[start ENTRIES SHOWN]

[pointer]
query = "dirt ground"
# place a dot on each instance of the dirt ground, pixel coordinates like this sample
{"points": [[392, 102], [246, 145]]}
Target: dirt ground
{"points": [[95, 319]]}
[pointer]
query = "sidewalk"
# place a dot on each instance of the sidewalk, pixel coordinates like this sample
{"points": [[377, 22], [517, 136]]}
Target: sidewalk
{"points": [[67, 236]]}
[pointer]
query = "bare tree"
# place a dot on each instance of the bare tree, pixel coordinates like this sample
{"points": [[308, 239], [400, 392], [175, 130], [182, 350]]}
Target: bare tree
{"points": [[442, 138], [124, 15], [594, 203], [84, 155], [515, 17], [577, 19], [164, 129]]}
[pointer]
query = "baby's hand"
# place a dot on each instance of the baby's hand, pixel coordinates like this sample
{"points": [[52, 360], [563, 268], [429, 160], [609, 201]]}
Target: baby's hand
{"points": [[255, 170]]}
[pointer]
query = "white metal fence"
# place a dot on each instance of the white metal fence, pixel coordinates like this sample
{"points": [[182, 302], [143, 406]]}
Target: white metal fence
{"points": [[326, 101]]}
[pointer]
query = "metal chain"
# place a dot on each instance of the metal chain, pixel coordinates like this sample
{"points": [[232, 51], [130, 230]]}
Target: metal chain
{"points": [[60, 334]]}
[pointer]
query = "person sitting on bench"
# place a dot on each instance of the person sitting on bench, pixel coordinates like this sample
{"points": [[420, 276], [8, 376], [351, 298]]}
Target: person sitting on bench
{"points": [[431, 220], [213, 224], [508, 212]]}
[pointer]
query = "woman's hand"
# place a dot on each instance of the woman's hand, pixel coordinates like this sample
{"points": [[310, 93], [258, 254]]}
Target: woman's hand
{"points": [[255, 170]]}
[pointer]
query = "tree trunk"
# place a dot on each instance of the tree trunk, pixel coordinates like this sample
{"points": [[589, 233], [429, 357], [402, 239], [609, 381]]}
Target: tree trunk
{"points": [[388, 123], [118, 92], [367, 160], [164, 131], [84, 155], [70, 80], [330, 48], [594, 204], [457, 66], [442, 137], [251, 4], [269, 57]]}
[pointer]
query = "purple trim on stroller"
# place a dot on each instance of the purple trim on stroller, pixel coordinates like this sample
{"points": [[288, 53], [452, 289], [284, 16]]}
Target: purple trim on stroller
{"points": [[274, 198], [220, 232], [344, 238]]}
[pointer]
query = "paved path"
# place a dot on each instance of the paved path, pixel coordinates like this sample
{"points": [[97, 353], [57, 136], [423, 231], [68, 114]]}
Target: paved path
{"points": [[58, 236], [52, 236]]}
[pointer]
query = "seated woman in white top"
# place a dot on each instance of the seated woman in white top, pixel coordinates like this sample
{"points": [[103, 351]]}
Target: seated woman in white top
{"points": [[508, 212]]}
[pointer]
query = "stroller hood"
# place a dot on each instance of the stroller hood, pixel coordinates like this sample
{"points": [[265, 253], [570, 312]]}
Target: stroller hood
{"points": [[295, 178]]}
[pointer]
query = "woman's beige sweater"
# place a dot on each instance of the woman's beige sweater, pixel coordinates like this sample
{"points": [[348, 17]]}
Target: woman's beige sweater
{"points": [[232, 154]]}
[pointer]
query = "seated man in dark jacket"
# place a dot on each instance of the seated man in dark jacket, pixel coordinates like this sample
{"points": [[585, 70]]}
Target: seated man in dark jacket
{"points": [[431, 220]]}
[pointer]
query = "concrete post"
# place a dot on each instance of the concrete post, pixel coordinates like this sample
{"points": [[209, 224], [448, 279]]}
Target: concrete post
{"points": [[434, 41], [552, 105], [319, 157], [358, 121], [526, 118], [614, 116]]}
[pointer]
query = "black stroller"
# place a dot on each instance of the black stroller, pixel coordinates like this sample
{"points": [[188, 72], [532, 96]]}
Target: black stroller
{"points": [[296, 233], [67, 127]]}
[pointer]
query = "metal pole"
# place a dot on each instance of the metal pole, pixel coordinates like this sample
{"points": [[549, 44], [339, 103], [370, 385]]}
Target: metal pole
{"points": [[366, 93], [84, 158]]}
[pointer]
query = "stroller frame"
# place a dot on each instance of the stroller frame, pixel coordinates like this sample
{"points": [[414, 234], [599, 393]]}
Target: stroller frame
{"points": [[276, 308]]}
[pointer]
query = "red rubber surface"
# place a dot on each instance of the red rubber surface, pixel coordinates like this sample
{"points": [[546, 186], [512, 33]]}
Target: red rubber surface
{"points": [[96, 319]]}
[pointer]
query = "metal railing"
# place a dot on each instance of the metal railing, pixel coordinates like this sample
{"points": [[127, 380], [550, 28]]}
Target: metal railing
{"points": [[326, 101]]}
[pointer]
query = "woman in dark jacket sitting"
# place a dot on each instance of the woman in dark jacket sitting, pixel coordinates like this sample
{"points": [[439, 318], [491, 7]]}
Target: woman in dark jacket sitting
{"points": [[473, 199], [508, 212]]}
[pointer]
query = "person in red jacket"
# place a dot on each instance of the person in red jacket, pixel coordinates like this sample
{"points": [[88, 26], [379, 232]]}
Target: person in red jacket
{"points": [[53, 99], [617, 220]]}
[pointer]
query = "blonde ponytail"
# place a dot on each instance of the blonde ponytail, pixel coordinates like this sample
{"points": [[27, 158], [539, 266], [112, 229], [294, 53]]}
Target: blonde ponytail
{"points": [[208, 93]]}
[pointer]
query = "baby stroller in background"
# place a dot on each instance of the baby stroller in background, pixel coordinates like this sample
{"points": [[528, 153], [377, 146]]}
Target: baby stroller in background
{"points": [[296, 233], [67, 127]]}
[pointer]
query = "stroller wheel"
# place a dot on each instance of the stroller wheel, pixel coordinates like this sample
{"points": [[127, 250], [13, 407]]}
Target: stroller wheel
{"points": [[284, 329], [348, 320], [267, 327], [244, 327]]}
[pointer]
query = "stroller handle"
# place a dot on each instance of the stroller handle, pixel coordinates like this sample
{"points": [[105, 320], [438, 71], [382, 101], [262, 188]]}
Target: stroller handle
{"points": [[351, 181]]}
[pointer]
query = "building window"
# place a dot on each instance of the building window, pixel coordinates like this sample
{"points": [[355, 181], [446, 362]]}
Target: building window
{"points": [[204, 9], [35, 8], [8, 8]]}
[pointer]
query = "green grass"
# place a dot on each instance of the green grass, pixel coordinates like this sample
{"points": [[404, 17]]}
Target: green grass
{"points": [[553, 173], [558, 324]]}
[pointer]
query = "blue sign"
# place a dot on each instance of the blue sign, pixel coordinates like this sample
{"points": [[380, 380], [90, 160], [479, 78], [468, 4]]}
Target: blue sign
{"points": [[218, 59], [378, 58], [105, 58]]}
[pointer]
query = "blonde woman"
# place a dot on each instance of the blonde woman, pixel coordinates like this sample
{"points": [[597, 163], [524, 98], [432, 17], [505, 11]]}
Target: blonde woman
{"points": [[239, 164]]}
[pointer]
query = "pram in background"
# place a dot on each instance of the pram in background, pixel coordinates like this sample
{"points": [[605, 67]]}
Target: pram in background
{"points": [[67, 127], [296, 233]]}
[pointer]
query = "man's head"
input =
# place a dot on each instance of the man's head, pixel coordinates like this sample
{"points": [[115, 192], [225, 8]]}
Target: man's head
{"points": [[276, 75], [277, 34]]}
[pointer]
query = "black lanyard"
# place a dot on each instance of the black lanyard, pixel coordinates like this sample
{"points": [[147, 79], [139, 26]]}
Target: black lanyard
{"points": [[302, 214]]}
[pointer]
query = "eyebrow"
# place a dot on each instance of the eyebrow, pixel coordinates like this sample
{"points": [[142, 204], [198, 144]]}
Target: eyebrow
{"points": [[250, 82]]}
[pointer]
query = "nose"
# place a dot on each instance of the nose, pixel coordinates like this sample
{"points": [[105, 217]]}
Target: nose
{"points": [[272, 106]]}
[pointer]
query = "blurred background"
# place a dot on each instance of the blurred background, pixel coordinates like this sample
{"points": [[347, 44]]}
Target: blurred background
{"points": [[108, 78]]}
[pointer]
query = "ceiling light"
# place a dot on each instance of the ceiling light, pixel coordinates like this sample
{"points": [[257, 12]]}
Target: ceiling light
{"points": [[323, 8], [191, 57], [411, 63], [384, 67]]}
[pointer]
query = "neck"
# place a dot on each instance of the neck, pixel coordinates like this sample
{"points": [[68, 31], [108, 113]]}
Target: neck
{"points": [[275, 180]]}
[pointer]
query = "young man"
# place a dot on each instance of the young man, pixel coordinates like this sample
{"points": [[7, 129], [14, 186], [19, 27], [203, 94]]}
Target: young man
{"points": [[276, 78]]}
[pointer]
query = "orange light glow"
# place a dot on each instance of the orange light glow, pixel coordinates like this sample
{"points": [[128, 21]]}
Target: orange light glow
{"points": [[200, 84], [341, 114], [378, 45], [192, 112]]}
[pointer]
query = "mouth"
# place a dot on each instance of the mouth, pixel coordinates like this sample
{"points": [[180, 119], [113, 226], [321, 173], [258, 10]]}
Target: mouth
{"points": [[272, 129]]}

[end ENTRIES SHOWN]

SET TASK :: List each line of the data in which the word "ceiling" appears.

ANSWER ::
query = "ceiling light"
# place a dot on each instance of the ceiling light, pixel coordinates like this sample
Target: ceiling light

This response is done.